**YOUR OBJECTIVE**. Rewrite the material from the line with "object_query: hillside with trees" to the line with "[453,802,560,896]", changing "running" to "jogging" and leaving everything else as it is.
══════
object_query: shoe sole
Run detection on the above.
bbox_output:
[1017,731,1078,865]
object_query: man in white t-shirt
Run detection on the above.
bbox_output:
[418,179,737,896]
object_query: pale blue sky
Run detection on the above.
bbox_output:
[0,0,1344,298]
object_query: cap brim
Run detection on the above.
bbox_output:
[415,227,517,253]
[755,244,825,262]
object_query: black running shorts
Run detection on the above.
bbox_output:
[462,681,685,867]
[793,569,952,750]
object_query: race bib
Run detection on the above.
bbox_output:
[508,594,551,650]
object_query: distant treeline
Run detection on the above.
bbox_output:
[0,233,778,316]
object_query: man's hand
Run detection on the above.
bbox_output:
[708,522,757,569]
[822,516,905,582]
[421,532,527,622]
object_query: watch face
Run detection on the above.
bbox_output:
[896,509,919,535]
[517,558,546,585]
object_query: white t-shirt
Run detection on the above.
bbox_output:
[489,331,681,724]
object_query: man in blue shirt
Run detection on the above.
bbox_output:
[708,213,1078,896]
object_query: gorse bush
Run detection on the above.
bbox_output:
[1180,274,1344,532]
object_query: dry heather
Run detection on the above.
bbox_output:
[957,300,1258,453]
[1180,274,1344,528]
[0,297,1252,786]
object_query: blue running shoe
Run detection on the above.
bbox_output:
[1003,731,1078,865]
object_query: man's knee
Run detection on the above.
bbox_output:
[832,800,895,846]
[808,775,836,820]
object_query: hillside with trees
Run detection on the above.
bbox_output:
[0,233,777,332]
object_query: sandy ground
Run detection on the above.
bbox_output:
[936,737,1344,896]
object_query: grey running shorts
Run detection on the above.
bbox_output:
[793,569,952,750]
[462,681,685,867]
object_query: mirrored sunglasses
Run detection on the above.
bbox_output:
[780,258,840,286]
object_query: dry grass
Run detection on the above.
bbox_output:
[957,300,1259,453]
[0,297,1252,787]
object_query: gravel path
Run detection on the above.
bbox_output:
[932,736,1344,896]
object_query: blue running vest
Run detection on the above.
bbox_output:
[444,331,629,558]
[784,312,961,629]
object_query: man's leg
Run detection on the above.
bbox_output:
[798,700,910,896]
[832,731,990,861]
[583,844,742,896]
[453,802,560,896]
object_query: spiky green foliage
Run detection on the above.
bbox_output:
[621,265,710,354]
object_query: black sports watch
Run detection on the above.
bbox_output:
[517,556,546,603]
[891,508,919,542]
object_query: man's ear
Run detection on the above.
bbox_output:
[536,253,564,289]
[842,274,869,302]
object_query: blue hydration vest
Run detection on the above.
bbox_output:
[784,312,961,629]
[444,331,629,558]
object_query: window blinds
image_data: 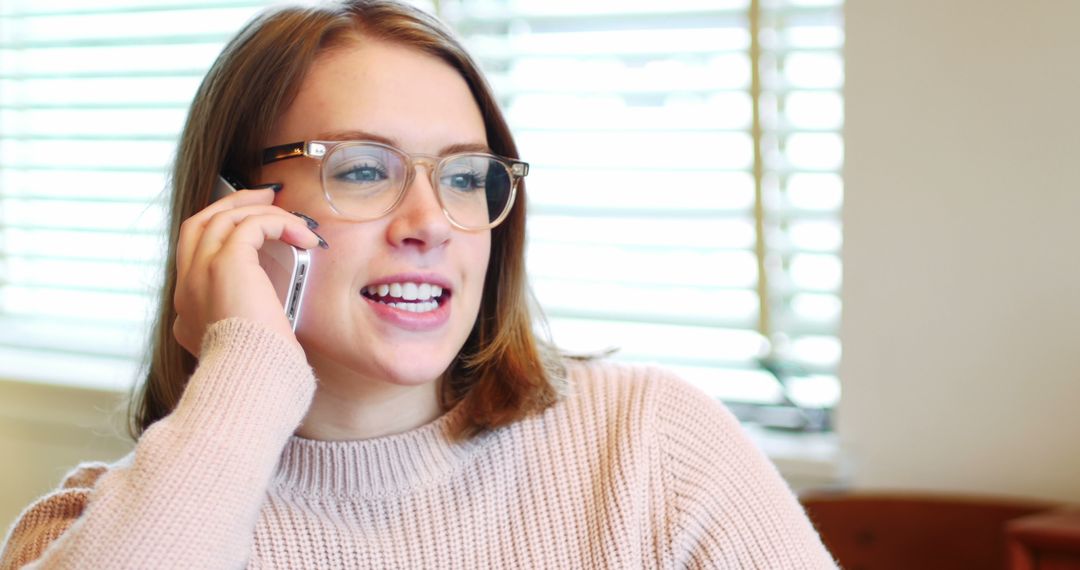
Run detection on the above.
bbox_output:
[0,0,843,414]
[442,0,843,407]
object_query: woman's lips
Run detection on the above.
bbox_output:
[360,274,453,330]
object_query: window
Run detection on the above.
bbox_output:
[0,0,843,427]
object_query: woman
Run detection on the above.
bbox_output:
[2,0,833,569]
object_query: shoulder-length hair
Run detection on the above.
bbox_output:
[131,0,566,439]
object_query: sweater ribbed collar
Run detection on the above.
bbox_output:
[272,403,486,499]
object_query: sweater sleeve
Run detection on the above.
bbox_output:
[657,371,836,569]
[0,318,315,570]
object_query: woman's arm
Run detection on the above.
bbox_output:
[0,318,315,569]
[658,371,836,569]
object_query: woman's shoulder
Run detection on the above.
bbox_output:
[0,457,127,568]
[564,358,738,429]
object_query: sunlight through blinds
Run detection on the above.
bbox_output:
[0,0,843,407]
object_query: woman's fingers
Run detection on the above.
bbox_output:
[176,190,274,285]
[173,190,325,356]
[189,205,319,267]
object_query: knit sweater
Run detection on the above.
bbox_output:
[0,320,835,570]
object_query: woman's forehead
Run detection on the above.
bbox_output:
[274,41,486,152]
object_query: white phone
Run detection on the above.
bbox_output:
[211,175,311,330]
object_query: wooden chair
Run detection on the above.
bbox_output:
[800,492,1056,570]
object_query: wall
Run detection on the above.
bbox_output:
[0,380,132,533]
[839,0,1080,502]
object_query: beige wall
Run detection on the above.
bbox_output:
[0,380,132,532]
[839,0,1080,502]
[8,0,1080,539]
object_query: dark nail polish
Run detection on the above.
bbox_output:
[292,212,319,230]
[311,230,330,249]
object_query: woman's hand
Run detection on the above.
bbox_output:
[173,189,321,357]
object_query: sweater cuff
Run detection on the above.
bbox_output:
[173,318,315,448]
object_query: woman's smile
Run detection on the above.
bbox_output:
[360,273,453,330]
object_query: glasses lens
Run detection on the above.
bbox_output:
[323,145,406,220]
[438,154,513,228]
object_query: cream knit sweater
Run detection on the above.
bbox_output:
[0,320,835,570]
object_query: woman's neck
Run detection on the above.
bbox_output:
[296,377,445,442]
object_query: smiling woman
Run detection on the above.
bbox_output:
[0,0,834,568]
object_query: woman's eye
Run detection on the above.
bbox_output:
[334,165,387,184]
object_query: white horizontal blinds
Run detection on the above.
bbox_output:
[442,0,842,406]
[758,0,843,407]
[0,0,274,386]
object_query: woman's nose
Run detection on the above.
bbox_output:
[388,164,454,252]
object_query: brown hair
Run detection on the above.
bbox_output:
[131,0,566,439]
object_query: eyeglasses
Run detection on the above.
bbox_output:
[262,140,529,230]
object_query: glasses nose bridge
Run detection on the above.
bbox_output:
[405,154,443,188]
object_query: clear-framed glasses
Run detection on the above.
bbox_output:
[262,140,529,230]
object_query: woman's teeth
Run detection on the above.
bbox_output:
[361,283,443,313]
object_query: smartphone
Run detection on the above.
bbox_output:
[212,174,311,331]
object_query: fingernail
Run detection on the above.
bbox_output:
[311,228,330,249]
[292,212,319,230]
[252,182,284,194]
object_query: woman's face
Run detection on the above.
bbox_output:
[260,40,491,385]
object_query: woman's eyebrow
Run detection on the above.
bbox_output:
[314,131,491,157]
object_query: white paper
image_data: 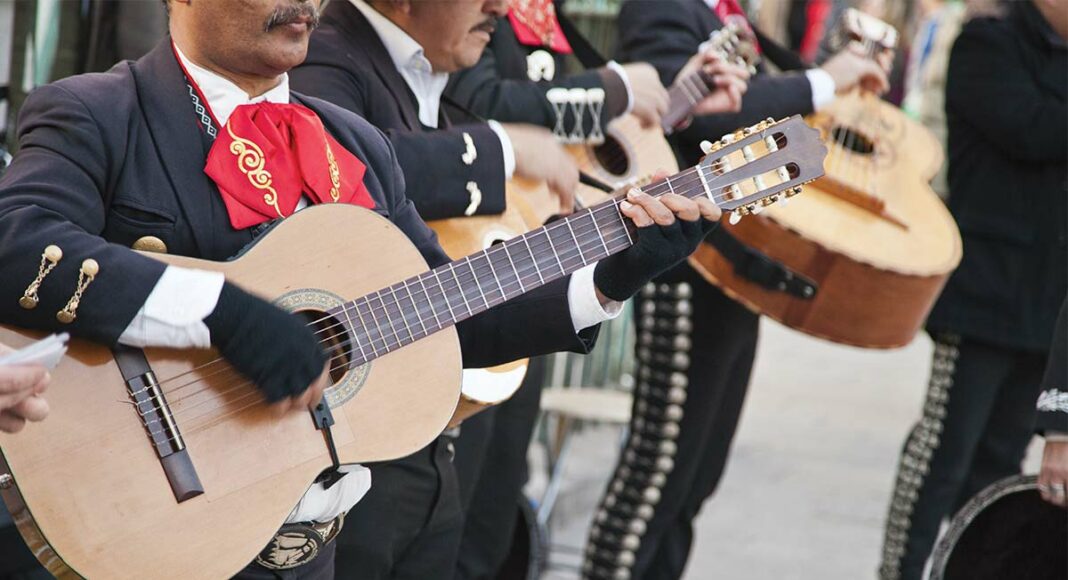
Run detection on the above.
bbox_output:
[0,332,70,371]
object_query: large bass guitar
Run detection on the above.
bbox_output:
[0,117,826,580]
[690,11,961,348]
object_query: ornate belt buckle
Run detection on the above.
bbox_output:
[256,515,345,570]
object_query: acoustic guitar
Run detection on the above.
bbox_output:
[0,117,826,579]
[690,11,962,348]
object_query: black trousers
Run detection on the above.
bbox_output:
[879,334,1047,580]
[583,264,759,580]
[0,521,52,580]
[455,357,547,580]
[334,436,462,580]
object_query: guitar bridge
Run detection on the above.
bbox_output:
[112,345,204,503]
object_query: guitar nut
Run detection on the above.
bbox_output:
[18,244,63,310]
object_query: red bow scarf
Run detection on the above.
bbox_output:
[204,103,375,229]
[712,0,760,54]
[175,45,375,230]
[508,0,571,54]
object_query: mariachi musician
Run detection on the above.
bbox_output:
[0,0,718,579]
[445,0,744,579]
[584,0,889,579]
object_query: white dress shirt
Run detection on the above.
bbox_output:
[119,36,622,522]
[349,0,629,332]
[705,0,837,110]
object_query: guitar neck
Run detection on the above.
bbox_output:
[329,167,710,364]
[660,70,712,135]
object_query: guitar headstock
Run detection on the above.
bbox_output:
[831,9,897,56]
[697,115,827,223]
[700,17,760,75]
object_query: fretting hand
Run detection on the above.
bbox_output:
[502,123,579,216]
[594,189,721,302]
[675,49,749,115]
[623,62,670,129]
[204,282,330,413]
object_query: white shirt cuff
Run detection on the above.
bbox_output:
[486,121,516,179]
[567,264,624,332]
[119,266,225,348]
[804,68,837,111]
[285,465,371,523]
[607,61,634,114]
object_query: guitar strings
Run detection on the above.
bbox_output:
[148,138,782,403]
[148,147,768,399]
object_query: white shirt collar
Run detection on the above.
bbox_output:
[349,0,449,127]
[174,44,289,125]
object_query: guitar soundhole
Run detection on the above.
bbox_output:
[594,135,630,177]
[300,310,354,385]
[831,126,875,155]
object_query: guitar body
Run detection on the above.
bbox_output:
[567,114,678,189]
[0,205,460,579]
[690,94,961,348]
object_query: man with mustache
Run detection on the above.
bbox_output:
[292,0,619,578]
[445,0,749,580]
[0,0,719,579]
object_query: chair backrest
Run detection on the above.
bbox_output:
[546,302,634,390]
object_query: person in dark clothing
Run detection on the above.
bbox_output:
[437,0,748,580]
[583,0,889,580]
[1035,301,1068,507]
[292,0,730,579]
[879,0,1068,580]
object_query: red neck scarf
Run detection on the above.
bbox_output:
[204,103,375,230]
[508,0,571,54]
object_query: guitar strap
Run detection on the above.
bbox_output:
[177,54,345,489]
[705,228,819,300]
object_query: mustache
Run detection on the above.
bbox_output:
[264,2,319,32]
[471,16,497,34]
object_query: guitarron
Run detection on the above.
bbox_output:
[0,117,826,579]
[690,11,961,348]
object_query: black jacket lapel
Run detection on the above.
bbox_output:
[323,1,420,131]
[130,36,229,257]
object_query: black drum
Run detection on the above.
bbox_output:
[930,475,1068,580]
[498,493,549,580]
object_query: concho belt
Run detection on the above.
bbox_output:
[256,514,345,570]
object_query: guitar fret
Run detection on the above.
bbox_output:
[482,251,508,307]
[541,229,567,276]
[449,264,474,314]
[564,220,588,266]
[415,270,444,334]
[371,291,401,351]
[356,296,390,357]
[430,266,458,322]
[461,255,497,307]
[521,236,545,284]
[587,210,612,256]
[404,280,430,336]
[390,286,415,342]
[341,304,367,360]
[504,238,527,294]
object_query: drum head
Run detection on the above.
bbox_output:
[930,475,1068,580]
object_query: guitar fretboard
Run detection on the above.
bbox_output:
[328,167,710,365]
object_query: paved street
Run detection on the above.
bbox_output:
[532,320,1040,580]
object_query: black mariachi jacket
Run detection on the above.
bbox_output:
[0,38,596,366]
[927,2,1068,351]
[617,0,813,167]
[289,1,504,220]
[445,0,627,142]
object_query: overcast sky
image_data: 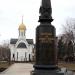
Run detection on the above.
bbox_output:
[0,0,75,42]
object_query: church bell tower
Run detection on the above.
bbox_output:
[18,17,26,38]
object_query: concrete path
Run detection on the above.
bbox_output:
[0,63,33,75]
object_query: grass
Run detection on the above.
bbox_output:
[0,61,12,72]
[58,62,75,71]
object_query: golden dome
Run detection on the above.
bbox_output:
[19,23,26,30]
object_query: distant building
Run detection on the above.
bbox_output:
[10,18,34,61]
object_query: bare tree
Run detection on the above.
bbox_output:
[62,18,75,44]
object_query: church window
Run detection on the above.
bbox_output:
[17,42,27,48]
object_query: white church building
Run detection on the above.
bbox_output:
[10,20,34,61]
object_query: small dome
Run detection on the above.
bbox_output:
[19,23,26,30]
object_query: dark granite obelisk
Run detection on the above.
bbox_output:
[31,0,68,75]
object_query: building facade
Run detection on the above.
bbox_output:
[10,21,34,61]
══════
**TASK ANSWER**.
object_query: hillside with trees
Run detection on the above.
bbox_output:
[0,233,777,332]
object_query: sandy ground
Run detection on the above.
bbox_output:
[936,737,1344,896]
object_query: grey jogging shorts
Run detection on the above.
bbox_output:
[793,569,952,750]
[462,681,685,867]
object_query: mirrored sunglasses
Run detection on the above.
bbox_output:
[780,258,840,286]
object_query: dry grass
Run detection on the above.
bbox_output:
[957,300,1259,453]
[0,297,1252,787]
object_query: gravel path
Run detection on the above.
bbox_output:
[932,736,1344,896]
object_query: blue jogging vest
Run detection on the above.
bbox_output:
[444,331,629,558]
[784,312,961,629]
object_query: man's leg
Run detection on the above.
bbox_output:
[798,700,910,896]
[832,731,990,861]
[583,844,742,896]
[453,802,560,896]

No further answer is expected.